■ Records from a data collection ■
= Beginning of Section =
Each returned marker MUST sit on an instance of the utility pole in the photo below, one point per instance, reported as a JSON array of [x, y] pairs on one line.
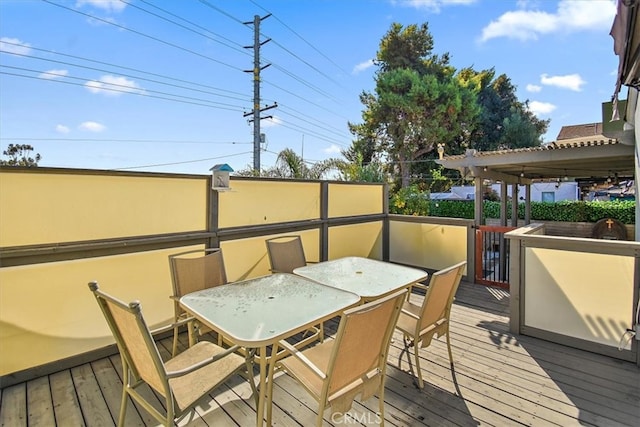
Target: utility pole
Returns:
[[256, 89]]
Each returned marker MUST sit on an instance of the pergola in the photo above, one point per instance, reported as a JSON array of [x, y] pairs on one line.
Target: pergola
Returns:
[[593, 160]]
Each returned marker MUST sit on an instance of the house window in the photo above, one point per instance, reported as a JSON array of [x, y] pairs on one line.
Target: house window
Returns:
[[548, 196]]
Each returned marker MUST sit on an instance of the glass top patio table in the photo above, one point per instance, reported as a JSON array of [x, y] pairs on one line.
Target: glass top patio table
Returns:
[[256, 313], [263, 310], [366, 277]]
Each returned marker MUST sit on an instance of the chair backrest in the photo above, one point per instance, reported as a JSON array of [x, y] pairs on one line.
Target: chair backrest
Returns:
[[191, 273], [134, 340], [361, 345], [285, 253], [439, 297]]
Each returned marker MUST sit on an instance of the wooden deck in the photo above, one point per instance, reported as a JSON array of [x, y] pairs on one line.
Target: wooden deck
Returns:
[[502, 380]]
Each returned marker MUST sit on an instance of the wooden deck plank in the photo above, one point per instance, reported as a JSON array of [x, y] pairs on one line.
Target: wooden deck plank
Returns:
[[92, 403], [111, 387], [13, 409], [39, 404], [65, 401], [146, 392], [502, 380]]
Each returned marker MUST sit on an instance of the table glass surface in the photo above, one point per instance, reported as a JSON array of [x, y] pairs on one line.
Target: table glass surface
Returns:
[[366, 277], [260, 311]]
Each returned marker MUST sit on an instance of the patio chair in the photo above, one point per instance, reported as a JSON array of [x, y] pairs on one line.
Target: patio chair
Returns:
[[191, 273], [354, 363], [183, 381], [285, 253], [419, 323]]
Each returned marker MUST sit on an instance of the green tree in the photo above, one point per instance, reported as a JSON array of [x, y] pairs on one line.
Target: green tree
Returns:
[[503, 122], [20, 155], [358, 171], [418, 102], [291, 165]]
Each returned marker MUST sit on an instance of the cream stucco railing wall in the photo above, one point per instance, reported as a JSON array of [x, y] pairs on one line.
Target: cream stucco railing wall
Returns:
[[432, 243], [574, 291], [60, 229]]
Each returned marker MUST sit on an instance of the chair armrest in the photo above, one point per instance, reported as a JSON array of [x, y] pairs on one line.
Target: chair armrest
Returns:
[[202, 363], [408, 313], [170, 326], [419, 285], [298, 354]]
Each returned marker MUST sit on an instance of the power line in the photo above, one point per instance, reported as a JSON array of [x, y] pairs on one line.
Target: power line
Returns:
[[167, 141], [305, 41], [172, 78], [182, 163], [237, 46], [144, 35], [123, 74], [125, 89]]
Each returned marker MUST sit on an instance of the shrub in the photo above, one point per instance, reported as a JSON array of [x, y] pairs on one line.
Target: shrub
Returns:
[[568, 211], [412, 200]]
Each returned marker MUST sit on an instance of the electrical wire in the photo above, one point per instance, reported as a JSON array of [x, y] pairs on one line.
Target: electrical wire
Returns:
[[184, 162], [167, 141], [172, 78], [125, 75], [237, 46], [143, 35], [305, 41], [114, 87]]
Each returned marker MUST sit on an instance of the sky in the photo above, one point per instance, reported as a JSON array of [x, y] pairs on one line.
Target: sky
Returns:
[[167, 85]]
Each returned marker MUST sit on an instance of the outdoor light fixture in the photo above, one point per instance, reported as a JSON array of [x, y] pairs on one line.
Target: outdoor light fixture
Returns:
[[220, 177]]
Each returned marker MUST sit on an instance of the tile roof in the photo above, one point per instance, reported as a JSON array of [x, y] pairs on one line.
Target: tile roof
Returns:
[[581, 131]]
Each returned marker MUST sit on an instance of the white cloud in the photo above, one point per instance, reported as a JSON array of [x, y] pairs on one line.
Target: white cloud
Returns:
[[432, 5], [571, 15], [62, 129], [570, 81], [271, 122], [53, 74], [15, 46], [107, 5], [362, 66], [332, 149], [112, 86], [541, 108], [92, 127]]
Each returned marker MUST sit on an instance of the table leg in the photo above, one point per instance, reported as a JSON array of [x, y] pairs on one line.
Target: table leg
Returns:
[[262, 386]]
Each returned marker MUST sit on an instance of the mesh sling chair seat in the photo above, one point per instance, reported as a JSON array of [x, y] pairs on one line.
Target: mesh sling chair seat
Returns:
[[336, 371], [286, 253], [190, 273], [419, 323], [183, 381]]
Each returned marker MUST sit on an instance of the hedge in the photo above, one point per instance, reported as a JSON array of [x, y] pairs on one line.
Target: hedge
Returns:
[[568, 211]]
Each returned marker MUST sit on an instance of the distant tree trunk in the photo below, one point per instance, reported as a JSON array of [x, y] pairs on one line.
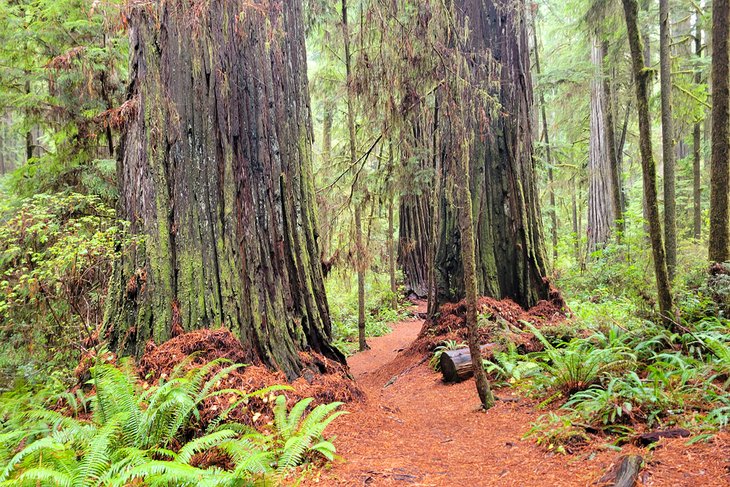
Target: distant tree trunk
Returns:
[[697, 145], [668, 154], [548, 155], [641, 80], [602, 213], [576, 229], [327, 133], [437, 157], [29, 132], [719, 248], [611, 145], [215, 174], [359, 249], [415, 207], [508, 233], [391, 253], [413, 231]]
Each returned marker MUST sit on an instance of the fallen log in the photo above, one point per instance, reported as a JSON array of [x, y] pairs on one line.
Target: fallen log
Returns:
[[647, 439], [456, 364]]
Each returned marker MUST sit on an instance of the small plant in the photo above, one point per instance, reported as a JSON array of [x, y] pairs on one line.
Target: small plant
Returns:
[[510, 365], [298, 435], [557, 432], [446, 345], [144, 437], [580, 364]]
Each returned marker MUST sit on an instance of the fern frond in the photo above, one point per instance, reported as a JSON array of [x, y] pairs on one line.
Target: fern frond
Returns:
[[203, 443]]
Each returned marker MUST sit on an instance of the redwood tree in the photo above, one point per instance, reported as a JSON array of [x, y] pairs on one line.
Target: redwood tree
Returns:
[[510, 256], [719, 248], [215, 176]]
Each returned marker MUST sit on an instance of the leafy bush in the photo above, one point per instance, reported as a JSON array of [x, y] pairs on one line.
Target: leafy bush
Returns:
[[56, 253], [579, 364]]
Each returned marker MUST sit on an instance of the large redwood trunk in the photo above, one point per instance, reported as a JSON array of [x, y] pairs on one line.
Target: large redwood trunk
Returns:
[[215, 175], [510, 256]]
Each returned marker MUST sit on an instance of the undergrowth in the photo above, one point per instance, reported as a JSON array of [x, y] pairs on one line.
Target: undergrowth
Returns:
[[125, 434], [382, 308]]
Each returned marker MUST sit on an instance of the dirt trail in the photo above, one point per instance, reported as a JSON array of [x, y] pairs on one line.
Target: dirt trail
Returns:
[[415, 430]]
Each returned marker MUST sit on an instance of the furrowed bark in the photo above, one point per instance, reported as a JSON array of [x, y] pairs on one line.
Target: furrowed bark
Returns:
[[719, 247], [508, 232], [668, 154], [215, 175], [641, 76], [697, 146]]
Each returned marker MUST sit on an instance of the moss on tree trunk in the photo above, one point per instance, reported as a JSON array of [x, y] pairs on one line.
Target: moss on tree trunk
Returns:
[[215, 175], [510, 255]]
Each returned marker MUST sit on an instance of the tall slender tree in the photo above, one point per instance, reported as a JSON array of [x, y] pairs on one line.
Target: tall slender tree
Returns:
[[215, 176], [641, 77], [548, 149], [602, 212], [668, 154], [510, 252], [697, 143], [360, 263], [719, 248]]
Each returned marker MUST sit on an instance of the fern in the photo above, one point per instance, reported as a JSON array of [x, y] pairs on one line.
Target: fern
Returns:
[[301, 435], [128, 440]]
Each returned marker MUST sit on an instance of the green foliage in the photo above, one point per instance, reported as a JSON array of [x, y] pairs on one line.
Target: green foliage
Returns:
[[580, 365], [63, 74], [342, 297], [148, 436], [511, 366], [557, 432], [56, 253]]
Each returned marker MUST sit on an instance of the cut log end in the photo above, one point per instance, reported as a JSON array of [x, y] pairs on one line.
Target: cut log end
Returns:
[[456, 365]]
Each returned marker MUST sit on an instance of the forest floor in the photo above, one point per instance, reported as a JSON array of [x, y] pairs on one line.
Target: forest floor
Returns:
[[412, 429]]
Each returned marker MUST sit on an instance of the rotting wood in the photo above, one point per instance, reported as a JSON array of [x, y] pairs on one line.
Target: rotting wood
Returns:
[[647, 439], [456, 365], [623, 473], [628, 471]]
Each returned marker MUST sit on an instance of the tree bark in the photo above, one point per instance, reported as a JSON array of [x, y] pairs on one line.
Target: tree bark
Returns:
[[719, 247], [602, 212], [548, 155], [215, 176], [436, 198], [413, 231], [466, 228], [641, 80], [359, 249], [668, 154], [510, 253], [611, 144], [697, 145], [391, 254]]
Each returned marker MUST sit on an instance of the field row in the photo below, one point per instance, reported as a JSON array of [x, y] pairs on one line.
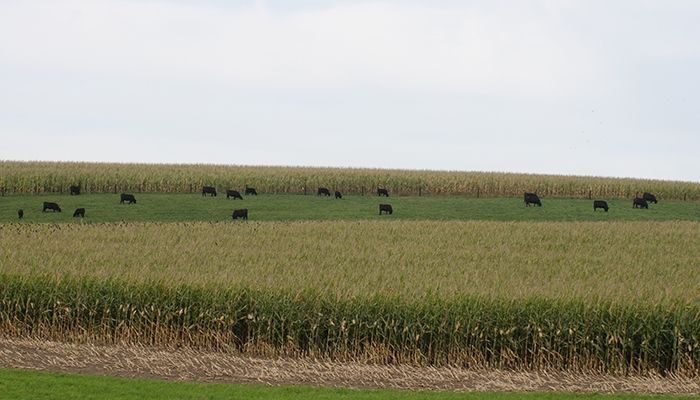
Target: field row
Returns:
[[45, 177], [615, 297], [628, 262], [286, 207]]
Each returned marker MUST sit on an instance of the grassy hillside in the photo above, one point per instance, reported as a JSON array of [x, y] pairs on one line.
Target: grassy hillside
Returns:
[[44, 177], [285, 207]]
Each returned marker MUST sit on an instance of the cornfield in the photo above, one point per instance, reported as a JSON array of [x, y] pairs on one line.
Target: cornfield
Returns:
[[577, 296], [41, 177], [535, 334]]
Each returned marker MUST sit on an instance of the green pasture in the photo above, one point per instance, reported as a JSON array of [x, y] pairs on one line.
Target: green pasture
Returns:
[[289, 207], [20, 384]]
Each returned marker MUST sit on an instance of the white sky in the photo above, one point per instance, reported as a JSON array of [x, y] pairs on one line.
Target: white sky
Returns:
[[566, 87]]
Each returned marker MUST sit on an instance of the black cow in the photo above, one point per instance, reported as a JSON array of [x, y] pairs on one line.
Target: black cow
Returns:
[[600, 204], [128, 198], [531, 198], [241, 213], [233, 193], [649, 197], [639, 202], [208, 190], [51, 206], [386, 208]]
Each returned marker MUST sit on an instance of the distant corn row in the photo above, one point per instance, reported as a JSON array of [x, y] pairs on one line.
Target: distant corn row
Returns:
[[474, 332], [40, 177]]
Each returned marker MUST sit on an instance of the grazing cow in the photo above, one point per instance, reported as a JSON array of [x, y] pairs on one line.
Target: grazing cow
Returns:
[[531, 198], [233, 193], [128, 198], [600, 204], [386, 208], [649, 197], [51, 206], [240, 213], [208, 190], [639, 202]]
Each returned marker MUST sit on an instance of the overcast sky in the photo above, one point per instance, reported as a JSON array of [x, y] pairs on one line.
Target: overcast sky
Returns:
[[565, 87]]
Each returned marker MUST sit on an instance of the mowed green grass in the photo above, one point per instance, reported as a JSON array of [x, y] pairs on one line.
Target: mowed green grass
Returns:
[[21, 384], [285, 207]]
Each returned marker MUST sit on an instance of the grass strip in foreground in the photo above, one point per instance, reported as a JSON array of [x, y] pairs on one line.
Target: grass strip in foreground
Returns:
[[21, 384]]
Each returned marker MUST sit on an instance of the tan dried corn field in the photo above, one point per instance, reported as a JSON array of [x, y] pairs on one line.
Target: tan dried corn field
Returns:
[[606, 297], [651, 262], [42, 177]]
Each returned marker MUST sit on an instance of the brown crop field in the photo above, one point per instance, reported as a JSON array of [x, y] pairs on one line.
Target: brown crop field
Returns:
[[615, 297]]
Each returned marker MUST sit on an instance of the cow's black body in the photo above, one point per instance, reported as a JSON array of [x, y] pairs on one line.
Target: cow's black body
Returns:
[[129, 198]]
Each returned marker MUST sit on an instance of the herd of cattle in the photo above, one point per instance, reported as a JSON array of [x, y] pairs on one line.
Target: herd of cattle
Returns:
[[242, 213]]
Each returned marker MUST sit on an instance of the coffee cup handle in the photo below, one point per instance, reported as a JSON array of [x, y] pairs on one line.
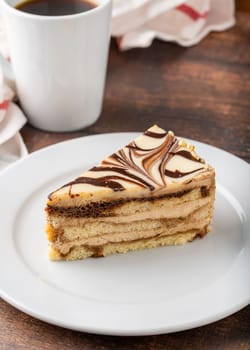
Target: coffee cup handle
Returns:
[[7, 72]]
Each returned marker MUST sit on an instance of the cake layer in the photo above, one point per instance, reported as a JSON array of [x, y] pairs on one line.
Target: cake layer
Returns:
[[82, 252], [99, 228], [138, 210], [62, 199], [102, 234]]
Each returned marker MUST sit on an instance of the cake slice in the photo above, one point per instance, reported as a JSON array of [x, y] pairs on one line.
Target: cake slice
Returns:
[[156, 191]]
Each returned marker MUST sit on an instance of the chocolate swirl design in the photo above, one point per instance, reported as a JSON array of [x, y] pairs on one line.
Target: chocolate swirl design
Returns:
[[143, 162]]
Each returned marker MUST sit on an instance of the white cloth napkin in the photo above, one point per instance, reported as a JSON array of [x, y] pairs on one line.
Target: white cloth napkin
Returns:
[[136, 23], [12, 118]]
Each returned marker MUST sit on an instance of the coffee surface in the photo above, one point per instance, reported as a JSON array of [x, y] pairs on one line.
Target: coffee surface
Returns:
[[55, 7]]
= End of Section =
■ WHAT TO WORK ON ■
Write out word for word the lines above that run from the one with "the distant tree" to the one with "Each returned marker MUST sit on an instance of the small". Include both end lines; exclude the images.

■ EXERCISE OUTPUT ■
Each returned marker MUST sit on an instance of the distant tree trunk in the photo below, one point per instance, reported as a JSON array of [x, y] pairs on one line.
Target: distant tree trunk
Returns:
[[697, 145], [668, 154], [548, 155], [641, 80], [602, 213], [576, 229], [327, 133], [437, 157], [29, 132], [719, 248], [611, 145], [215, 174], [359, 249], [415, 207], [508, 233], [391, 253], [413, 231]]
Each returned marker MUST sit on an instance of the fallen log in the photo above, one point per instance, reported as a JSON array of [x, y] pairs on one line.
Target: fallen log
Returns:
[[647, 439], [456, 364]]
Each returned marker MUST sit on an instance of the small plant in the photo above, one point per instance, reported as a JSON array of [x, y] pairs on one line.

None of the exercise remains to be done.